YOUR OBJECTIVE - Each line of the listing where "exact" appears should be reported.

INPUT DATA -
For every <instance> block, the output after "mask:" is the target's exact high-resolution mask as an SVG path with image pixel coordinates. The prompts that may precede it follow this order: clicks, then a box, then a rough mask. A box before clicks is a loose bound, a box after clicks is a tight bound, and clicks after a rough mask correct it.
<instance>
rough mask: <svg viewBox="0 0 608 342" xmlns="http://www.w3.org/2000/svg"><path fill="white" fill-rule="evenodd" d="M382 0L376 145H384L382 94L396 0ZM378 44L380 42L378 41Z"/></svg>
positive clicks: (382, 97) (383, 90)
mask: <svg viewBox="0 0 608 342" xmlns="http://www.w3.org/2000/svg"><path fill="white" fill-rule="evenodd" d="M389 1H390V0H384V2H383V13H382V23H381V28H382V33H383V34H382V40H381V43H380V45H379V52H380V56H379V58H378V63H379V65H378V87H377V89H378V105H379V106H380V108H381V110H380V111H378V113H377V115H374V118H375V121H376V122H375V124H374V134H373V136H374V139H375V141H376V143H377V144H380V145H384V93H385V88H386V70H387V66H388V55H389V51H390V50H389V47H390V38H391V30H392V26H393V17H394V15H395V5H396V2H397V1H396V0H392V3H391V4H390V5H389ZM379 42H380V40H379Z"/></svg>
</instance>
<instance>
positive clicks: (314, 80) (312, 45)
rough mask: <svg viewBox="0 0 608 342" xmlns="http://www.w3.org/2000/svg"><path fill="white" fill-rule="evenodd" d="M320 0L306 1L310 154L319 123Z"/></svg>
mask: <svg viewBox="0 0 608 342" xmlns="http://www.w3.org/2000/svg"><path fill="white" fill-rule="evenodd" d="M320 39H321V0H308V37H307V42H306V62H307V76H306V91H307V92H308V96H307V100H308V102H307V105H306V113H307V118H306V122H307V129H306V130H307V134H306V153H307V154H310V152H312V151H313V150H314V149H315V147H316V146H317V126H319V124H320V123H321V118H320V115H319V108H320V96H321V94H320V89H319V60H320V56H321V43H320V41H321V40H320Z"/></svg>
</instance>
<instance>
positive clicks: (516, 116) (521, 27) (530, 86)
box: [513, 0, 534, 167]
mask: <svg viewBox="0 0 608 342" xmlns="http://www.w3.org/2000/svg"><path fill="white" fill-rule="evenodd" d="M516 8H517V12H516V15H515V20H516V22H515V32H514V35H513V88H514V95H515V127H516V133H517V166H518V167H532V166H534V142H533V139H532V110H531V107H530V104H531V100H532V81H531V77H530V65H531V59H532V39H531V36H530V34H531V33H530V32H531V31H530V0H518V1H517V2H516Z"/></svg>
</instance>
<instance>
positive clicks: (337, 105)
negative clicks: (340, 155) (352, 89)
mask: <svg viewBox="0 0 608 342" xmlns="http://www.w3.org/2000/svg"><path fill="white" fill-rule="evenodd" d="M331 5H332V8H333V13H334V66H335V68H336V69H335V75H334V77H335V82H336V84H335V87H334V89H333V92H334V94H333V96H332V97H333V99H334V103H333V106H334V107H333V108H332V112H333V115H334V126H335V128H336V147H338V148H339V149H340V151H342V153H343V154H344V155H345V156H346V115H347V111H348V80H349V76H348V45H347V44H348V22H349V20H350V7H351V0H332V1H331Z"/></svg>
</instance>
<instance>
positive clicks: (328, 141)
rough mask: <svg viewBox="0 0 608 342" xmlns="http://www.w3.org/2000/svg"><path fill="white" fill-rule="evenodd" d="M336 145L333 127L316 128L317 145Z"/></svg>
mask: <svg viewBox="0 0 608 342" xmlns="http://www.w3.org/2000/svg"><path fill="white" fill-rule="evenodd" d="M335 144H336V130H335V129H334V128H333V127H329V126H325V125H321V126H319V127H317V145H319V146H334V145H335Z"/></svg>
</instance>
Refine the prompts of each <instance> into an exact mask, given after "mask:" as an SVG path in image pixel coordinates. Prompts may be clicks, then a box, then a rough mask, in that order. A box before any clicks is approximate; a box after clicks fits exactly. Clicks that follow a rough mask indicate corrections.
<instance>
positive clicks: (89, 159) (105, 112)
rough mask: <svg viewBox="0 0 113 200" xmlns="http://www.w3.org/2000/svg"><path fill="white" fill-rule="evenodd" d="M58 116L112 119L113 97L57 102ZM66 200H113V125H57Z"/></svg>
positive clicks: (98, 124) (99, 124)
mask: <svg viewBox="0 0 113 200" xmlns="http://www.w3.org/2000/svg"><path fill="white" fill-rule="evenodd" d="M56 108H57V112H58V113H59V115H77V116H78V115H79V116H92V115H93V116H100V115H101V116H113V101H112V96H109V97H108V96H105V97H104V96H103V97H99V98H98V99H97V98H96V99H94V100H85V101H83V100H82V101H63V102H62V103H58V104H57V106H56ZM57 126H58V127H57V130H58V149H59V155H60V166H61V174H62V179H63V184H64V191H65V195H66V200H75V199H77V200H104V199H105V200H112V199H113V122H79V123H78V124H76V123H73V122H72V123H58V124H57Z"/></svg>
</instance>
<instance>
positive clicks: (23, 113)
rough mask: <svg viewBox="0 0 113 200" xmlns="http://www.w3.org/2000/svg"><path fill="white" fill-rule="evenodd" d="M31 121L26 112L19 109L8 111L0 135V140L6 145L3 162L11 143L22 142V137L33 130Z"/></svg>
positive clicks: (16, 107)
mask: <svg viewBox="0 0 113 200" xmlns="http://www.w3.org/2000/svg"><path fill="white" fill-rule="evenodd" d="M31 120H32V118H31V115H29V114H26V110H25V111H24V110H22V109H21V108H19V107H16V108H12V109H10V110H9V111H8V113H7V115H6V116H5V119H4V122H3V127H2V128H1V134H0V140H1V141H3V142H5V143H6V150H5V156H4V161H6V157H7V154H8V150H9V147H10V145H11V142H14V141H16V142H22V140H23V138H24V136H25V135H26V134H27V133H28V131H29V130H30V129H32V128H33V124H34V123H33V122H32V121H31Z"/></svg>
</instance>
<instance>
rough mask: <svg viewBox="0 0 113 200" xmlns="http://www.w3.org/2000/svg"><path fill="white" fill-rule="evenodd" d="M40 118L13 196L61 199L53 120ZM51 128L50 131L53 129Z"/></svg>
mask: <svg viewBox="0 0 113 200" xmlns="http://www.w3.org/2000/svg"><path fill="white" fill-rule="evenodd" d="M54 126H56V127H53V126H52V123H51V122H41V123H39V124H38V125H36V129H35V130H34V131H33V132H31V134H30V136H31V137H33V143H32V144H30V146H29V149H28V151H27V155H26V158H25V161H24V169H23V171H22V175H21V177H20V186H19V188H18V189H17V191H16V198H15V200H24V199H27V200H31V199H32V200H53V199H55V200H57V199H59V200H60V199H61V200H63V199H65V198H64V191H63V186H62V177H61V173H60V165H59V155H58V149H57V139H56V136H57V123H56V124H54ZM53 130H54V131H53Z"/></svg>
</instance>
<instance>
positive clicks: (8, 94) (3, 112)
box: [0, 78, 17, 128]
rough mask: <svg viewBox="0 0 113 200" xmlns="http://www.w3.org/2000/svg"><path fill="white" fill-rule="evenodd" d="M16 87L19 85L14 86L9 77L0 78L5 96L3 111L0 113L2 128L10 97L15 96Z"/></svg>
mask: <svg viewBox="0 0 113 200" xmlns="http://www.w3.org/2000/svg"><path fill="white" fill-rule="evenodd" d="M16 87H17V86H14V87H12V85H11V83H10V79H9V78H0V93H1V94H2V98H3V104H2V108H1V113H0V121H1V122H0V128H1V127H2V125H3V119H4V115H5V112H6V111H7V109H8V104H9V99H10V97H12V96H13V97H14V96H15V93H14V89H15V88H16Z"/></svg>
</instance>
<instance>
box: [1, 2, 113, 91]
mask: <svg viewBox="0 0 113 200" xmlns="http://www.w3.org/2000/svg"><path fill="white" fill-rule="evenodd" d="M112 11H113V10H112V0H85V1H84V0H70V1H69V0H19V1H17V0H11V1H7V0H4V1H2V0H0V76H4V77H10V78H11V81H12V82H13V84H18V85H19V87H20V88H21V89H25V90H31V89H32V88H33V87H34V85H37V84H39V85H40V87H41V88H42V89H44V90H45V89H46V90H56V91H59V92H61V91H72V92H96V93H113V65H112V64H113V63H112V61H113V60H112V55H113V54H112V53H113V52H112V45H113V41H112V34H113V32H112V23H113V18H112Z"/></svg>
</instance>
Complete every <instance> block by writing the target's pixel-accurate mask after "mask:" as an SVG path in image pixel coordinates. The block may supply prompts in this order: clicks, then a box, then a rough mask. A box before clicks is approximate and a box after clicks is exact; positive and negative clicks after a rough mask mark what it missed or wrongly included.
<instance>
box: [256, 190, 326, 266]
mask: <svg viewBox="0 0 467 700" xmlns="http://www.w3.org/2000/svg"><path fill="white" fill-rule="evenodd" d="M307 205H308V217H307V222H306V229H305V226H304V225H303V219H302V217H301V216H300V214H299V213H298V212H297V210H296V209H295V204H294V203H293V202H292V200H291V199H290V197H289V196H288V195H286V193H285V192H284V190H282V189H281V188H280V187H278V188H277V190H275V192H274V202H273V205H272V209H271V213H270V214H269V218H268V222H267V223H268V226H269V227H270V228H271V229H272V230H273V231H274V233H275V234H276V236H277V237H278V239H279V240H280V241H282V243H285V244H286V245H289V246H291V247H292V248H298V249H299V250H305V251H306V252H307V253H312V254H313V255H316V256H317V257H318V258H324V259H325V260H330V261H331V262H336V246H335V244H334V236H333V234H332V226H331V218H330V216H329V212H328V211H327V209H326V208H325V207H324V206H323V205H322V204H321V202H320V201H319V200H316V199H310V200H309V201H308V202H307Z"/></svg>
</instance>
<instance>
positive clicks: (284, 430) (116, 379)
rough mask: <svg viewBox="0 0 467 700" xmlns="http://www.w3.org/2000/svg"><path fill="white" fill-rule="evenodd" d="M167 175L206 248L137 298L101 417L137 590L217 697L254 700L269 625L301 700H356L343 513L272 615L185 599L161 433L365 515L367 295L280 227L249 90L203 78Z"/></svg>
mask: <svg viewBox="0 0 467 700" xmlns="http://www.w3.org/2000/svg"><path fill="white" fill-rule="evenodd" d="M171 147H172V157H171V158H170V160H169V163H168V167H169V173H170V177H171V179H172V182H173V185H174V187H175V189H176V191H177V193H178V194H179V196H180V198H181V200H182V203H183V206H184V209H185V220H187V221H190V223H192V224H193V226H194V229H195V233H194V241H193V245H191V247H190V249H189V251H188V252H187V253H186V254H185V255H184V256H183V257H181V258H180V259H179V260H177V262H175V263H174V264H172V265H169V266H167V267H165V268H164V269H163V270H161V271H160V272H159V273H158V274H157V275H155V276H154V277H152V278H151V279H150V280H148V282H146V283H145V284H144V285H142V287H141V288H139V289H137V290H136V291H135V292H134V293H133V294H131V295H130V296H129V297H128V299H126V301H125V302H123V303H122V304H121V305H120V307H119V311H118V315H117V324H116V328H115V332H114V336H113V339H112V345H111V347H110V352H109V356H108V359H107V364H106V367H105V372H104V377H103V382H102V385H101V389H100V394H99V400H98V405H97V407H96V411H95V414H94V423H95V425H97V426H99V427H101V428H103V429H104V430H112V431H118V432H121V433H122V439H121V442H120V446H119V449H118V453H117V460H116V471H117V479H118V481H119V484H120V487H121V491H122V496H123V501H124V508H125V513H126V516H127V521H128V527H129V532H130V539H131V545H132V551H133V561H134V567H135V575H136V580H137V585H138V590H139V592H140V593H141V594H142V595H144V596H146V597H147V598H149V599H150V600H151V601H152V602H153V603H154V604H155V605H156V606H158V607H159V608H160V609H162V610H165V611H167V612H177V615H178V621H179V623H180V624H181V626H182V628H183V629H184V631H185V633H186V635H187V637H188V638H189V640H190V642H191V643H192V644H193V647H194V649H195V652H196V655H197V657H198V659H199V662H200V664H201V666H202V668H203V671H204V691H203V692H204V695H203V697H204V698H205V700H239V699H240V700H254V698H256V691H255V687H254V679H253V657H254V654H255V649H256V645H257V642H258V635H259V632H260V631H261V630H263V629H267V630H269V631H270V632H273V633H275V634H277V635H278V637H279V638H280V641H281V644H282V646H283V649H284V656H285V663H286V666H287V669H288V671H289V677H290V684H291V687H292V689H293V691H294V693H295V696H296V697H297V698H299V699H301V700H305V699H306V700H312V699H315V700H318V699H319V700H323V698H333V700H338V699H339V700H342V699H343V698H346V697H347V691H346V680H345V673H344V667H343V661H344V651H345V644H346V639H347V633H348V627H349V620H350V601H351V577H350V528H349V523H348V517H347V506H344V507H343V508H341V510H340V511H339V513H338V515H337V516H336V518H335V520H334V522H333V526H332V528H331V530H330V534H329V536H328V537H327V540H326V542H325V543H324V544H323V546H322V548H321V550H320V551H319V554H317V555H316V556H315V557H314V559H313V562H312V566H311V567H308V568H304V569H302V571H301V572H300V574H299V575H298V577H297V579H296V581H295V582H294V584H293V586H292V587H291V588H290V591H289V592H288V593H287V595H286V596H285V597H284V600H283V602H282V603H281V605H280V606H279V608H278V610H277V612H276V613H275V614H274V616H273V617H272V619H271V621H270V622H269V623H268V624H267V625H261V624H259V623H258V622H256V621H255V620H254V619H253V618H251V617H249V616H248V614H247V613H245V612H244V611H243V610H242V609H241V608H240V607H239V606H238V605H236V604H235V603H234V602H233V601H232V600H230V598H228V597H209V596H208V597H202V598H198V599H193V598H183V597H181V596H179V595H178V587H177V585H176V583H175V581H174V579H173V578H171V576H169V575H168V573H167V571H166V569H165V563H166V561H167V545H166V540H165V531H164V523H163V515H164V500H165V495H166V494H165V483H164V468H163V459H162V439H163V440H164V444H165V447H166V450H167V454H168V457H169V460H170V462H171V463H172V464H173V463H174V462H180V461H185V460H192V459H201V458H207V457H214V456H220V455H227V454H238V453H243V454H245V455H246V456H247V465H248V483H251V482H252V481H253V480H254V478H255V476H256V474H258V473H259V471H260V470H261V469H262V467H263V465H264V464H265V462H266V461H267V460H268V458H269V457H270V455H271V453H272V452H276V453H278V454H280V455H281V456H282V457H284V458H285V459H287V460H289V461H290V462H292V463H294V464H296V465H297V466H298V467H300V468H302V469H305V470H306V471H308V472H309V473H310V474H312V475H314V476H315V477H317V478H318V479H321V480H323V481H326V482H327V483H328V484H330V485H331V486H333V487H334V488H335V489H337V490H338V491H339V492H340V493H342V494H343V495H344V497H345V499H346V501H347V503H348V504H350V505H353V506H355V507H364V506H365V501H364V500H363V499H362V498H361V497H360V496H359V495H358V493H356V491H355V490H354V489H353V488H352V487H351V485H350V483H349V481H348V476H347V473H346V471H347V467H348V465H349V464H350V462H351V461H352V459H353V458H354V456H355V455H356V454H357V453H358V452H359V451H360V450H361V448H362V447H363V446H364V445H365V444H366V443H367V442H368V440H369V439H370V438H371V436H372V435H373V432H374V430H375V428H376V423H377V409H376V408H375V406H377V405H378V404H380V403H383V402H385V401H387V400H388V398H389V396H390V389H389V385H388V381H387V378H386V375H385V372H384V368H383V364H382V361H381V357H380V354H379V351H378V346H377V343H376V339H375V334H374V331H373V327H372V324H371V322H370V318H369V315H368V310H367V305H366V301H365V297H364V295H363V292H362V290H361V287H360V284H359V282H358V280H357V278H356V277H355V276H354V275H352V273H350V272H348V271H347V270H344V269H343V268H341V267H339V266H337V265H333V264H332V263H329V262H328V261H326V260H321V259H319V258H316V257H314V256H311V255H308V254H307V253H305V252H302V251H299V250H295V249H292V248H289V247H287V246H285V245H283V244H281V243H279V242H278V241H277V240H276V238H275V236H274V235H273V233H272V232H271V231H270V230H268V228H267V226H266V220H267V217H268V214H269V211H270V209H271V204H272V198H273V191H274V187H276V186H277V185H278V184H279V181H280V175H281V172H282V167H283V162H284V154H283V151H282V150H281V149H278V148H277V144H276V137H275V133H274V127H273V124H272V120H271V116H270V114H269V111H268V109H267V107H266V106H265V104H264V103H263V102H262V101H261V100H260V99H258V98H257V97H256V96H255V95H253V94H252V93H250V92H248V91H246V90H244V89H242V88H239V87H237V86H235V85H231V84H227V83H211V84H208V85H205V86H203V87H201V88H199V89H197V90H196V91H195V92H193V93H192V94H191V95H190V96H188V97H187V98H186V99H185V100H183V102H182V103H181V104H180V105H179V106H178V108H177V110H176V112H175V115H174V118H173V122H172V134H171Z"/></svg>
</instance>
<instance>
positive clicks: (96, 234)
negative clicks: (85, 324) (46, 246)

RESPONSE TO THIS TASK -
For every <instance> block, the output after "mask:" is the target's exact high-resolution mask as an SVG path with image pixel coordinates. The prompts that may precede it follow this order: clicks, then a box, then a rough mask. A box before clicks is a loose bound, a box after clicks is a tight bound, and clicks after a rough mask correct it.
Refine the prompts of each <instance> into an exact mask, given after "mask:" as an SVG path in image pixel coordinates. Prompts may be clicks, then a box, then a rough mask, in that order. A box before any clicks is approximate; a box after clicks fits exactly. Clicks that follow a rough mask indicate corrections.
Complete every <instance> block by writing the target's pixel-accurate mask after "mask:" as an SVG path in image pixel coordinates. The block may supply prompts in this order: clicks, then a box, then a rough mask. A box before clicks is approximate and a box after clicks is exact; positive and negative clicks after a rough mask mark what it missed or wrongly included.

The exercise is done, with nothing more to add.